Fromjoel.rees@gmail.com
Date2017-05-28 17:51 -0700
Message-ID<ce109875-ab88-491b-9a68-1535d0459483@googlegroups.com>
In reply to#110830
On Monday, May 29, 2017 at 5:52:04 AM UTC+9, Keith Thompson wrote:
> joel.rees@outerlimbo writes:
> > On Sunday, May 28, 2017 at 3:39:17 AM UTC+9, Keith Thompson wrote:
> >> joel.rees@outerlimbo writes:
> >> > [...]
> >> [...]
> >> 
> >> > For example, many embedded compilers have a switch, pragma, or qualifier 
> >> > that allows the programmer to tell the compiler that structs should be 
> >> > compiled as literal maps instead of as suggestions. That is not currently 
> >> > addressed by the Standard, is it?
> >> 
> >> I don't know what you mean by "literal maps".
> >> 
> >> [...]
> >
> > I don't have the manual handy but I've seen this kind of pragma, allowing 
> > this kind of struct:
> >
> >   #pragma PACKED
> >   #pragma MSB1ST
> >   typedef struct arbf_s {
> >     unsigned sign: 1;
> >     unsigned length: 7;
> [snip]
> >   } arbitrary_fraction;
> 
> Ah, so you were talking about a mechanism to specify the layout of a
> struct in more detail than C supports.
> 
> Many compilers do support something like `#pragma pack` -- but note that
> it can be unsafe if you're not careful.  If it causes a member to be
> misaligned, then the compiler can generate whatever code is necessary to
> access the member if you refer to it by name, but if you refer to it via
> a pointer it can blow up in your face.
> 
> https://stackoverflow.com/q/8568432/827263
> https://stackoverflow.com/a/8568441/827263
> 
> (I'll note that Ada permits much more detailed specification of
> layouts, though I don't think it lets you specify endianness.)

**Short task A:** Translate this sentence from the newsgroup message about struct layout into Spanish: "Ah, so you were talking about a mechanism to specify the layout of a struct in more detail than C supports."
**Short task B:**
For each statement, say whether it agrees with the newsgroup message about struct layout, and quote the words that decide it.
(i) Keith Thompson understood what was meant by "literal maps."
(ii) Many compilers support something like `#pragma pack`.
(iii) Ada is described as letting the programmer specify endianness.

**Data records:**
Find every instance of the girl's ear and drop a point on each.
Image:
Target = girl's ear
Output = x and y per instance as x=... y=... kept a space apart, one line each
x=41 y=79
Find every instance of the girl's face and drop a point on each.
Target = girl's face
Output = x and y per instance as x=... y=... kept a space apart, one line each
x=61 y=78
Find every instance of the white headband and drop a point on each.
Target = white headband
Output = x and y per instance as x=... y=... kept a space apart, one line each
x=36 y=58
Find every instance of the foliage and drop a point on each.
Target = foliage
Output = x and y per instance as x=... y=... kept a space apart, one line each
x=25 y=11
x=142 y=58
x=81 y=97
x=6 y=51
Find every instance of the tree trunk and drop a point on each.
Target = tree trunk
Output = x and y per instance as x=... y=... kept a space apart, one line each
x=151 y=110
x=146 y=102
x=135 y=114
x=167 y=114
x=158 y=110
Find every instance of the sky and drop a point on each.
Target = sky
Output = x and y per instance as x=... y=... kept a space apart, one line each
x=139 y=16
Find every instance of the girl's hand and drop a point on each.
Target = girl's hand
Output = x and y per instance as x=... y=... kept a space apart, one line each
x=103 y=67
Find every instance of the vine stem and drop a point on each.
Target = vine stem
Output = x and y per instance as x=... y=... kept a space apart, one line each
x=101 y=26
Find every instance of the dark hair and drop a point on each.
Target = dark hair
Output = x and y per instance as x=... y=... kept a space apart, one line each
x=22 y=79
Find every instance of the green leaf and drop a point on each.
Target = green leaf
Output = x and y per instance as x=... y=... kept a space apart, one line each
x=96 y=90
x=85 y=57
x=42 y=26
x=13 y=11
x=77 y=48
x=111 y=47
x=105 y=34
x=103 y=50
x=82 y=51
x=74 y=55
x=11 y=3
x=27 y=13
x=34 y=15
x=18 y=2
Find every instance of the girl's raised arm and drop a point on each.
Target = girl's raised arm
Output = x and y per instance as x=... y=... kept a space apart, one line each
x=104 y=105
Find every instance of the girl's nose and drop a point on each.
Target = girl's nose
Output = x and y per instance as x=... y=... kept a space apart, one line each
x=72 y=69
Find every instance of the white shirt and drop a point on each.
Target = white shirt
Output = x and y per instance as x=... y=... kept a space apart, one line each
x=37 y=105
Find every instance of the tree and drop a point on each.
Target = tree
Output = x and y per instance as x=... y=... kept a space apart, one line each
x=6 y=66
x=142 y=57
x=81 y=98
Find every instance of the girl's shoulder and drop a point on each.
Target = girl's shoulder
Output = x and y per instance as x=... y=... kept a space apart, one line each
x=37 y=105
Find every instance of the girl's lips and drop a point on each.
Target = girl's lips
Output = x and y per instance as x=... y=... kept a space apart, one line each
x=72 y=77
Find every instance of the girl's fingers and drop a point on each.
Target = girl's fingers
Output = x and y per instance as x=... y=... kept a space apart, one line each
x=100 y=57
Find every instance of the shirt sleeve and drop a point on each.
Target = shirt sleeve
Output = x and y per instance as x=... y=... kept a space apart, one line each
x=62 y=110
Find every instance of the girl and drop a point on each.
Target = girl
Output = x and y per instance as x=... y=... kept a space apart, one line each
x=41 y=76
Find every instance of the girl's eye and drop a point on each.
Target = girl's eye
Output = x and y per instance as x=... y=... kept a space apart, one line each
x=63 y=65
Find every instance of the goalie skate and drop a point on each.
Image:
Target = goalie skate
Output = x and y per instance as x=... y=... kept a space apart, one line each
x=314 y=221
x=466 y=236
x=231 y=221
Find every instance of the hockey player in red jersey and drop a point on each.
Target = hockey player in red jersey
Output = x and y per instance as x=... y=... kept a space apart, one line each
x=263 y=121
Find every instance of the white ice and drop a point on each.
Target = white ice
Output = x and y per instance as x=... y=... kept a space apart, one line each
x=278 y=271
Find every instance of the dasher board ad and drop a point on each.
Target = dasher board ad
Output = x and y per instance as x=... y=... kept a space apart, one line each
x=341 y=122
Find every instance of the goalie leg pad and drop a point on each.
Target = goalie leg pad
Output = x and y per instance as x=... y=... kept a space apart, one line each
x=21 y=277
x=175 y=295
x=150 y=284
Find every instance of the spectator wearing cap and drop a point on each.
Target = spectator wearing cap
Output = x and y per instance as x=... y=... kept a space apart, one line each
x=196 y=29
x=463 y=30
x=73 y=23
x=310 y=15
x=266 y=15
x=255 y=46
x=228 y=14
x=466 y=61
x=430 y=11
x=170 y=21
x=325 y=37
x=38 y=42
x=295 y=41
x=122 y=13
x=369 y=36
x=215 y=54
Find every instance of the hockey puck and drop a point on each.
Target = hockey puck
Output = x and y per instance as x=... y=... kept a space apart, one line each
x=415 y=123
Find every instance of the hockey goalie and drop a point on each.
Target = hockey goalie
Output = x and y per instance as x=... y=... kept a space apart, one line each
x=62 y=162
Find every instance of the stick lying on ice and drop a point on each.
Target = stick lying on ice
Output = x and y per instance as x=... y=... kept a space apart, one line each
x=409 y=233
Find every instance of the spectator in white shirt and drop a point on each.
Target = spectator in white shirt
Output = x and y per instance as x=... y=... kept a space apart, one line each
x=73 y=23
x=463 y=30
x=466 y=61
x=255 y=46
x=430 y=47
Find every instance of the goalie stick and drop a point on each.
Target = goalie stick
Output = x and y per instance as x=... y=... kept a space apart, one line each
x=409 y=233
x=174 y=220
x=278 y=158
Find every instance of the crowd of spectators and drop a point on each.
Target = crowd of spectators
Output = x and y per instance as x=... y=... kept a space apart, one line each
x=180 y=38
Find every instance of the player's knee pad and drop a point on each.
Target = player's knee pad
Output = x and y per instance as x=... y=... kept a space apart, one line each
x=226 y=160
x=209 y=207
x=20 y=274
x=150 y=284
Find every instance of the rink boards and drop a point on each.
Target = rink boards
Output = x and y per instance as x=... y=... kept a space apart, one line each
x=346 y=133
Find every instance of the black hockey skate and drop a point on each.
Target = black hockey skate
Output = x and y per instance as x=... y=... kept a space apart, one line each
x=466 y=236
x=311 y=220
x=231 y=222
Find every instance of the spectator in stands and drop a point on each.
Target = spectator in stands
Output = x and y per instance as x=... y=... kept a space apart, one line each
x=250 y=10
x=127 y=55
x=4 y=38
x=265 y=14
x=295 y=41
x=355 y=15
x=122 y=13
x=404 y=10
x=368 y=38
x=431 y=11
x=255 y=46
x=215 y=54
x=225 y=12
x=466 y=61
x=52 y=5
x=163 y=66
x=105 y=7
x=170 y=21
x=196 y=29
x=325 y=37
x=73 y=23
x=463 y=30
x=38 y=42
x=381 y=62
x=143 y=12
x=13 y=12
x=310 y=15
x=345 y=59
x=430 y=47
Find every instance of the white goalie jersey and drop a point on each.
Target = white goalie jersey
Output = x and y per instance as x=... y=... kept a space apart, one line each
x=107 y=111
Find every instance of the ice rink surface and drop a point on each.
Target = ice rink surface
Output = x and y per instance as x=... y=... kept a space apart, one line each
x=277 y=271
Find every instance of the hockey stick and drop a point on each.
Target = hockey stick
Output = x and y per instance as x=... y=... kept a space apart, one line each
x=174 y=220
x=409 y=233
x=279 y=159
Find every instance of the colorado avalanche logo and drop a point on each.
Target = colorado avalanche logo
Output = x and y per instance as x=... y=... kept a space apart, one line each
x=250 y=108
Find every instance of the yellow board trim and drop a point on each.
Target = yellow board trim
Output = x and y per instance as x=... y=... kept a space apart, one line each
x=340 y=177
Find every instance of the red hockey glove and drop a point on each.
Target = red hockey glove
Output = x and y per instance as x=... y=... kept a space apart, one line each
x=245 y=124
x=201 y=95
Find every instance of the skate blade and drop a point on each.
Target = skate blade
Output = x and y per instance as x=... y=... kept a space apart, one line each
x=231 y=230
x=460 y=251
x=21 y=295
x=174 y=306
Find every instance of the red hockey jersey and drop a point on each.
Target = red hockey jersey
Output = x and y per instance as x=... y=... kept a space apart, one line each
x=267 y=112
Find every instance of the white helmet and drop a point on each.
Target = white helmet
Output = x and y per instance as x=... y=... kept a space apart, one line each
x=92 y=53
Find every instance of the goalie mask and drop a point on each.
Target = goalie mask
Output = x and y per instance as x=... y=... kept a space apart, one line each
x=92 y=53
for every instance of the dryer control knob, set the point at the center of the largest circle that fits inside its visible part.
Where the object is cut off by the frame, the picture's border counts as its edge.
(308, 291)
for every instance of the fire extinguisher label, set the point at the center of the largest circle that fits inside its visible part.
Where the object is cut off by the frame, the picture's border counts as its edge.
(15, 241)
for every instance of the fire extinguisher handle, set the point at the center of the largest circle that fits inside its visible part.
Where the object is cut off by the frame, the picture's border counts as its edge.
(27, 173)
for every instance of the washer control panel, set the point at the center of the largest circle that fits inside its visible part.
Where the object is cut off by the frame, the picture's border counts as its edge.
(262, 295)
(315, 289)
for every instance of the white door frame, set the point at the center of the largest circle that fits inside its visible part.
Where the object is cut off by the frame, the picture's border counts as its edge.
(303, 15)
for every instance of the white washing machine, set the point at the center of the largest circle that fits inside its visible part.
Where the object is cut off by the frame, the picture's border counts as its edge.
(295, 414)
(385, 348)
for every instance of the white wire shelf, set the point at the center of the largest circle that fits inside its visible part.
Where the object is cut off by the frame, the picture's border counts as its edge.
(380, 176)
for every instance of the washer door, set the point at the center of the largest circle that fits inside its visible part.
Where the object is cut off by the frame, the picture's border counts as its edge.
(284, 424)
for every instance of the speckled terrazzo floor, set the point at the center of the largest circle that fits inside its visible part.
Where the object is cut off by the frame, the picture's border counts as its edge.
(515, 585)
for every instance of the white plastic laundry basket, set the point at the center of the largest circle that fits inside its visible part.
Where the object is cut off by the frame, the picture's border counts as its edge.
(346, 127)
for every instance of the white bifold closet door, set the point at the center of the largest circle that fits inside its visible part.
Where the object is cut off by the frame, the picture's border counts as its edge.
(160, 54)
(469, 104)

**Task output A:** Ah, entonces estabas hablando de un mecanismo para especificar la disposición de un struct con más detalle del que admite C.

**Task output B:**
(i) No: "I don't know what you mean by "literal maps"."
(ii) Yes: "Many compilers do support something like `#pragma pack`"
(iii) No: "though I don't think it lets you specify endianness"